**Records for this task:**
==*==
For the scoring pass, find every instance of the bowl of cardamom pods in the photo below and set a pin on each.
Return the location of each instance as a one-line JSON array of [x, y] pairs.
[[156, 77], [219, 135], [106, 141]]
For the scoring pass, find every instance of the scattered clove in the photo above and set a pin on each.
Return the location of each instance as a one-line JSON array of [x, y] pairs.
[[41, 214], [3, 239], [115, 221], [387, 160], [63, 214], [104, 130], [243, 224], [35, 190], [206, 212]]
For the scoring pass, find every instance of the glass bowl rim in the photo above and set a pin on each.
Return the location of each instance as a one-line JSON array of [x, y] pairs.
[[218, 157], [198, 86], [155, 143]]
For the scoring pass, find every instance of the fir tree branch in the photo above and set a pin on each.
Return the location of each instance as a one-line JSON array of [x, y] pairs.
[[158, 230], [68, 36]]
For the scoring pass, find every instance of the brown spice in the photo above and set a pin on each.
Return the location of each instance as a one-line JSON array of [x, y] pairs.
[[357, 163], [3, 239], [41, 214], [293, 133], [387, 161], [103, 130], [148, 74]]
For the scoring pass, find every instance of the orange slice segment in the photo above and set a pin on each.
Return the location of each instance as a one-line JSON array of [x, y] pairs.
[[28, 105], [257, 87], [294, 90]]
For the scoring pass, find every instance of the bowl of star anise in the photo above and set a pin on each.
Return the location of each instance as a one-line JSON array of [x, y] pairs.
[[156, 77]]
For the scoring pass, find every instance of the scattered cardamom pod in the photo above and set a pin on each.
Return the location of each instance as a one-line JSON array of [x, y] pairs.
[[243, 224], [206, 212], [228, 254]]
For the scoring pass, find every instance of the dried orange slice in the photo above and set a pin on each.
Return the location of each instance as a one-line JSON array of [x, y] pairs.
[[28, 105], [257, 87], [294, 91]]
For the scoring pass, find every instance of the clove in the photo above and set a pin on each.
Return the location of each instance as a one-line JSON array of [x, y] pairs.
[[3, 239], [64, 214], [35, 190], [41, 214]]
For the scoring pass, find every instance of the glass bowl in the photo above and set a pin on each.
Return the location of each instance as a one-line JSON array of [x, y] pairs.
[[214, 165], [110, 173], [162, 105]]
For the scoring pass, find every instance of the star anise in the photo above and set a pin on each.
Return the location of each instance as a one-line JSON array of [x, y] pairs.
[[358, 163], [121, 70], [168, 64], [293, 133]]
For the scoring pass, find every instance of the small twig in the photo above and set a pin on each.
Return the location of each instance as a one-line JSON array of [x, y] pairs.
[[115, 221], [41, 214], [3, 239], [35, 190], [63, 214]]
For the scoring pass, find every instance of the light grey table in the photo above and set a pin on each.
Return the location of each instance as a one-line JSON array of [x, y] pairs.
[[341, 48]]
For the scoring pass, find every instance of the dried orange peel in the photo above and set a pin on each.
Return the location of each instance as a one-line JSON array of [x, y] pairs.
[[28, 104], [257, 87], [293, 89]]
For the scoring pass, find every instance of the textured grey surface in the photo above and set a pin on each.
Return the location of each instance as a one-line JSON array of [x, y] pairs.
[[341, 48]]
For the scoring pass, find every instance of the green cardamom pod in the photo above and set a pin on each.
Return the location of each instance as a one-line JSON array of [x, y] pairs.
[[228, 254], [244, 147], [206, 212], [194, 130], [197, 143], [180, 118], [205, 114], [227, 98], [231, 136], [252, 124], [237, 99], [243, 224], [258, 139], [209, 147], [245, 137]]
==*==
**Problem:**
Put the lines starting at the line containing "For the scoring pass, find every instance of the fir" and ending at the line containing "[[214, 165], [110, 173], [162, 105]]" into a JSON list of strings, one string per line, leaving out blank lines.

**Correct result:**
[
  "For the scoring pass, find every instance of the fir tree branch in the photo above and set a pin on each.",
  "Return the location of each instance as a one-line JSON array of [x, y] pairs.",
  "[[158, 230], [68, 36]]",
  "For the scoring pass, find every instance of the brown spice in the photo above and set a pin on each.",
  "Return the location of each instance as a one-line JSON array of [x, y] pairs.",
  "[[357, 163], [3, 239], [41, 214], [293, 133], [387, 161], [103, 130], [148, 74]]",
  "For the scoring pass, find every instance of the orange slice segment in the photo above and set a pin on each.",
  "Return the location of each instance as a one-line JSON array of [x, y] pairs.",
  "[[28, 105], [257, 87], [294, 90]]",
  "For the scoring pass, find every instance of the bowl of star anise in the photo above and set a pin on each.",
  "Return the location of each instance as a one-line JSON array of [x, y] pairs.",
  "[[156, 77]]",
  "For the scoring pass, find every instance of the scattered cardamom pod in the photo above and set a pin on each.",
  "Return the location of each instance as a one-line JSON array of [x, y] pairs.",
  "[[243, 224], [206, 212], [228, 254]]",
  "For the scoring pass, find every instance of the dried orange slice in the photo above and set a pin on each.",
  "Return the location of each instance as a one-line JSON array of [x, y] pairs.",
  "[[28, 105], [257, 87], [294, 91]]",
  "For the scoring pass, find every instance of the clove in the photo above and set a pin on each.",
  "Return the location of each instance as a one-line JSON array of [x, y] pairs.",
  "[[3, 239], [64, 214], [35, 190], [41, 214]]",
  "For the scoring pass, find every instance of the glass bowl in the photo above and set a pin on each.",
  "Return the location of each instance as a one-line JSON array of [x, y] pairs.",
  "[[214, 165], [110, 173], [162, 105]]"
]